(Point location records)
* start *
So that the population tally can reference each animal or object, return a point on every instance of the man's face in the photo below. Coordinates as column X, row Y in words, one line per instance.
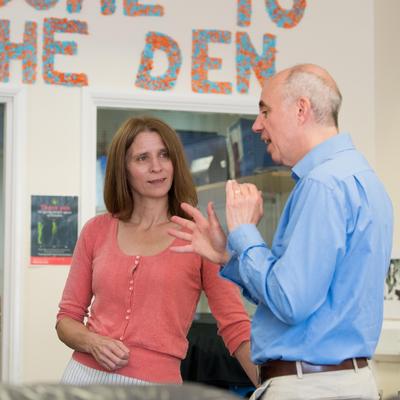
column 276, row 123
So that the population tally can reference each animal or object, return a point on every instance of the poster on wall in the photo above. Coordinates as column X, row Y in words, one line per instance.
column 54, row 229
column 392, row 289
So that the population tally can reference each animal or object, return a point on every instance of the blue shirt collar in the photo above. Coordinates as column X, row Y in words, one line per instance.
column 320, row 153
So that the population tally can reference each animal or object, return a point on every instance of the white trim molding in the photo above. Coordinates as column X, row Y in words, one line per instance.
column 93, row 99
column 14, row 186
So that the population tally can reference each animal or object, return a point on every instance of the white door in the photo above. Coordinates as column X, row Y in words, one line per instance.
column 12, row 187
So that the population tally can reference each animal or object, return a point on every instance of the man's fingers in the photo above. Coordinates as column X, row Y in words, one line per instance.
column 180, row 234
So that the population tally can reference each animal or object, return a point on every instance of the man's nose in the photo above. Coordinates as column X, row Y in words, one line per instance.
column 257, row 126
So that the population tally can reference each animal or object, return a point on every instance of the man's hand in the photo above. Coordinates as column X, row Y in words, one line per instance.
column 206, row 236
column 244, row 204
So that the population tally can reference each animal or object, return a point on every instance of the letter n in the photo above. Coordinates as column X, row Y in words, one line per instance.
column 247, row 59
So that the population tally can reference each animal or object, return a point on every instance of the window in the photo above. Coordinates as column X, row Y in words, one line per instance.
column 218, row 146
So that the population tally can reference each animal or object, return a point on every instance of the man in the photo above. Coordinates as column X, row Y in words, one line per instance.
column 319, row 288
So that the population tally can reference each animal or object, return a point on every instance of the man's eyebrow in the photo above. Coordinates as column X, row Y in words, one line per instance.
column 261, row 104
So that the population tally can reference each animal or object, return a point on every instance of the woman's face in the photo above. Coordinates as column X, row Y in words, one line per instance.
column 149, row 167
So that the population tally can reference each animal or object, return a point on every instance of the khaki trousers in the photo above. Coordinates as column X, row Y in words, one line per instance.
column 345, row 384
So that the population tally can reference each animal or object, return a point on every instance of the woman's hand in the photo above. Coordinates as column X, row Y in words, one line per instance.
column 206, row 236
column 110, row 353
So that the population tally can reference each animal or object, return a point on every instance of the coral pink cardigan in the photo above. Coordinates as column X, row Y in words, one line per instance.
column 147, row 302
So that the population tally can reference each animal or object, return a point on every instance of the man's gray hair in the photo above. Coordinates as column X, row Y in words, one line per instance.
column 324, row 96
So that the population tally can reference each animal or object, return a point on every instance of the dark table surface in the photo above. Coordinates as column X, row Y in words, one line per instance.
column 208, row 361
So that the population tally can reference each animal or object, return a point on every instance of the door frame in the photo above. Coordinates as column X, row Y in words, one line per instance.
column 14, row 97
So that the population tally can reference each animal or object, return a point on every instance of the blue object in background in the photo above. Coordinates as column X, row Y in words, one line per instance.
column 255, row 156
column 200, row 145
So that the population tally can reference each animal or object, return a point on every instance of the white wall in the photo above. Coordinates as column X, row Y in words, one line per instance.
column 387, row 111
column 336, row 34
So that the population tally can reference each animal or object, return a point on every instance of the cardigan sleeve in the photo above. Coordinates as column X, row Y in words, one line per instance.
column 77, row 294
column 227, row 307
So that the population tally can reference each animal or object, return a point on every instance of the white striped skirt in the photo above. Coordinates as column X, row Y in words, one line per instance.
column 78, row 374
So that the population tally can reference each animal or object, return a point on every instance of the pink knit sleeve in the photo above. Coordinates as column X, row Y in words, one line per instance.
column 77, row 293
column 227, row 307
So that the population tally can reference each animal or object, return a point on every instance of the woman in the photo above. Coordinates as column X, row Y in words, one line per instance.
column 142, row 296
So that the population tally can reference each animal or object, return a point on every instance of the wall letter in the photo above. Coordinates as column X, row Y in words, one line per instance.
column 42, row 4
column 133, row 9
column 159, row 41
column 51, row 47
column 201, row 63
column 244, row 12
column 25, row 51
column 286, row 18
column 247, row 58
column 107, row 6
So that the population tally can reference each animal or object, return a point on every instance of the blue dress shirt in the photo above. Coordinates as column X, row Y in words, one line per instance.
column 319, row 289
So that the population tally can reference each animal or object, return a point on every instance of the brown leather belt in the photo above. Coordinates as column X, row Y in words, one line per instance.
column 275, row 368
* end *
* start *
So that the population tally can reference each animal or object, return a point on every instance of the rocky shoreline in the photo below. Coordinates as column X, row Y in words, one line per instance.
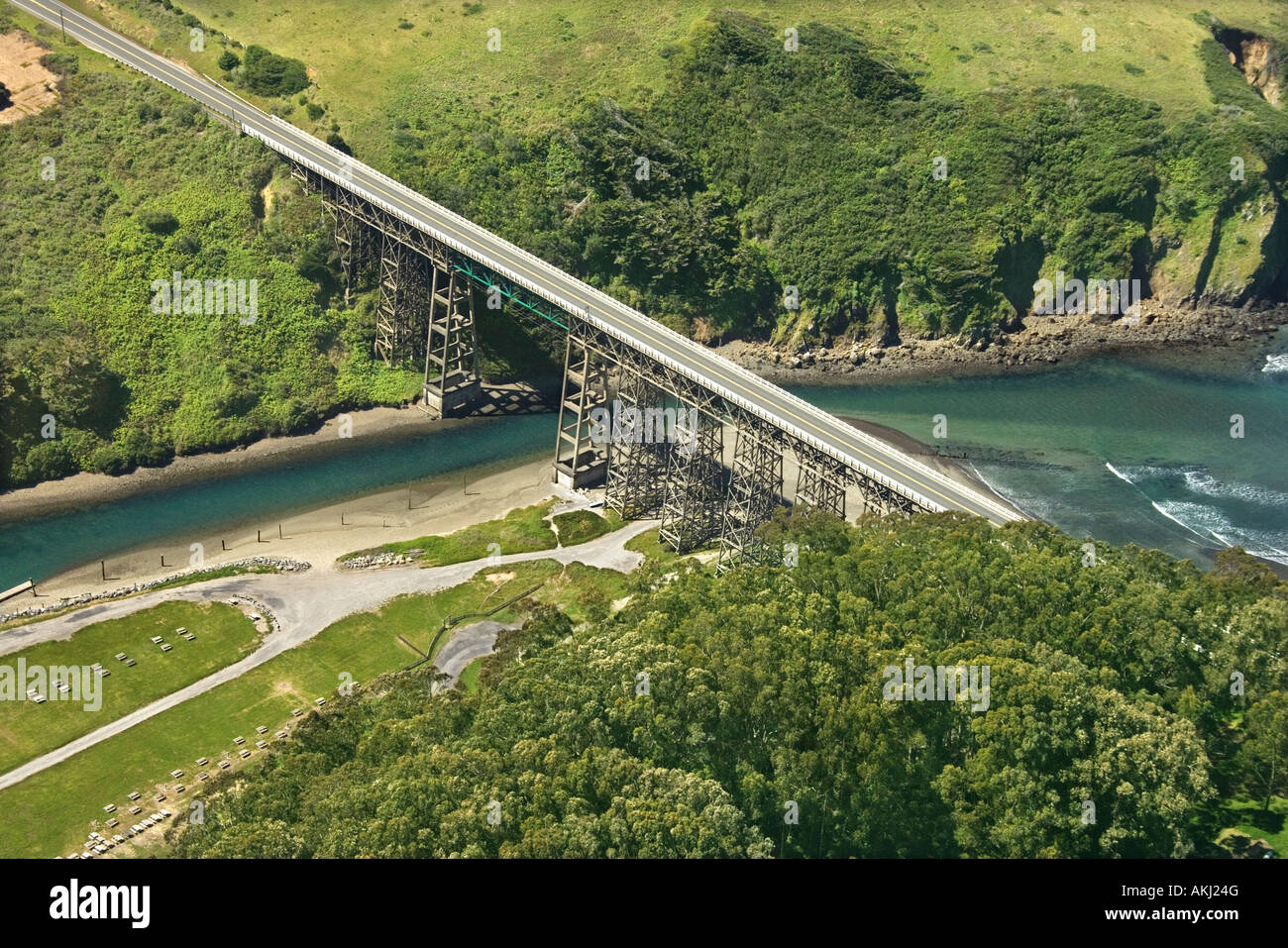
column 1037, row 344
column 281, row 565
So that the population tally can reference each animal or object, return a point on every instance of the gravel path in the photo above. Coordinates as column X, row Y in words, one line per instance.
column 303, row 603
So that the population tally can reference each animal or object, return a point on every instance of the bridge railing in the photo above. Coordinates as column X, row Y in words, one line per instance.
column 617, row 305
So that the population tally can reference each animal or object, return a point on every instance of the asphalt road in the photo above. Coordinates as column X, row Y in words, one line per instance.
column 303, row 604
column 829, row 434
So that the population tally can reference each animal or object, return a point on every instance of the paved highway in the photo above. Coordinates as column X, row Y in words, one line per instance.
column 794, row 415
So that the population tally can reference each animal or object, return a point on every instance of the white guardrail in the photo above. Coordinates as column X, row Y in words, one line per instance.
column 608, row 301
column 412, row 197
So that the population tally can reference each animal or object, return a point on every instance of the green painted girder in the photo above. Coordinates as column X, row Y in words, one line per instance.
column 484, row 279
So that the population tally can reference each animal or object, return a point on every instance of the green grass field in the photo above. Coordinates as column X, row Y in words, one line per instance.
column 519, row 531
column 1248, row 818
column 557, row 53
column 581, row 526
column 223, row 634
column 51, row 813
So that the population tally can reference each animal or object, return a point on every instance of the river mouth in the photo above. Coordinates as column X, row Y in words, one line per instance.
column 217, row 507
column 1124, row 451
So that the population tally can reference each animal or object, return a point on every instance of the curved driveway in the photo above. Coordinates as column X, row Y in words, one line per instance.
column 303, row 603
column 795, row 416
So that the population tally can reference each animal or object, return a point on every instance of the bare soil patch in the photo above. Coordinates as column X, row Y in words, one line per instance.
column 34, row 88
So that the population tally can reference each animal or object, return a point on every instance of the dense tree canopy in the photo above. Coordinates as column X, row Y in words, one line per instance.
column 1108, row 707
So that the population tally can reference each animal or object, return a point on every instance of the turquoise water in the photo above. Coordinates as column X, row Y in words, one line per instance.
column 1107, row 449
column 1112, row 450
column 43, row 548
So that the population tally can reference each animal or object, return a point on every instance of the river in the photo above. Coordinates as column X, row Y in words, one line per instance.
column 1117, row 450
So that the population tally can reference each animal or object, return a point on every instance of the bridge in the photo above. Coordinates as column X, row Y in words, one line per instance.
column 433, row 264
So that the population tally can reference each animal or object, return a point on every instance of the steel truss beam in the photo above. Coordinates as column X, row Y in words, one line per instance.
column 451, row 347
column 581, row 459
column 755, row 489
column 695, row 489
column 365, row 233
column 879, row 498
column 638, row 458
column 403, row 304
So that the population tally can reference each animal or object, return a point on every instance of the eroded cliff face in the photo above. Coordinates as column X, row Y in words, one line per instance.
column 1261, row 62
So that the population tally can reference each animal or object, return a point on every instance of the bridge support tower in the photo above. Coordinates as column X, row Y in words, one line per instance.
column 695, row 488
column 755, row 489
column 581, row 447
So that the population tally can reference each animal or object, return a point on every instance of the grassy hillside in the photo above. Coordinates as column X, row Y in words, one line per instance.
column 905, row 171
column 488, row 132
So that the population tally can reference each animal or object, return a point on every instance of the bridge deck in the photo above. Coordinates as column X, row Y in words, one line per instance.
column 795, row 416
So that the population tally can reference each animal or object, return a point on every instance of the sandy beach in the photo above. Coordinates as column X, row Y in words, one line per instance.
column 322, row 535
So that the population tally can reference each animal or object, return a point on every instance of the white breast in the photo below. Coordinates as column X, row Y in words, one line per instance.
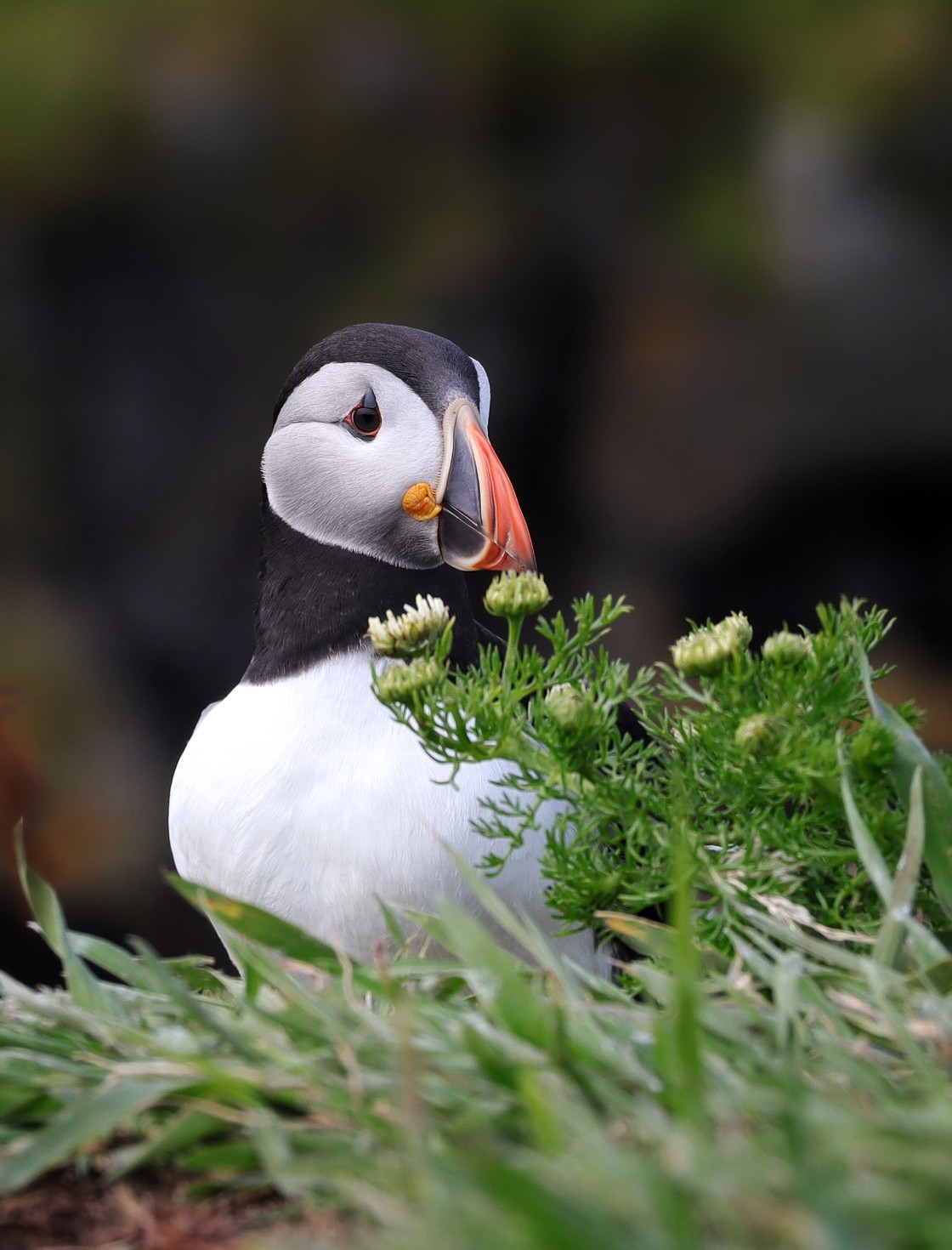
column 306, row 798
* end *
Directions for this task: Put the items into a two-column CSV with the headers item_text and answer, one row per item. Begin at the line that has "the man's face" and stop after the line that has "column 12, row 187". Put each field in quotes, turn line breaks into spaces, and leave the pictures out.

Worked answer:
item_text,answer
"So that the population tally can reference each animal or object, return a point on every instance of the man's face in the photo below. Coordinates as column X, row Y in words, one line per instance.","column 276, row 123"
"So that the population tally can reference each animal or object, return a point on every instance of the poster on wall in the photo above. Coordinates as column X, row Y in words, one line per instance.","column 54, row 229 column 392, row 289"
"So that the population tally can reference each animal or object, return a point on every instance of the blue shirt collar in the photo above. Coordinates as column X, row Y in words, one line per instance.","column 320, row 153"
"So that the population tally can reference each animal or object, return a point on every instance of the white trim molding in the photo above. Coordinates as column X, row Y in words, one line per instance.","column 93, row 99 column 14, row 186"
"So that the population tally can reference each animal or object, return a point on every instance of the white door in the photo above. Coordinates as column X, row Y in words, one line per instance.","column 12, row 187"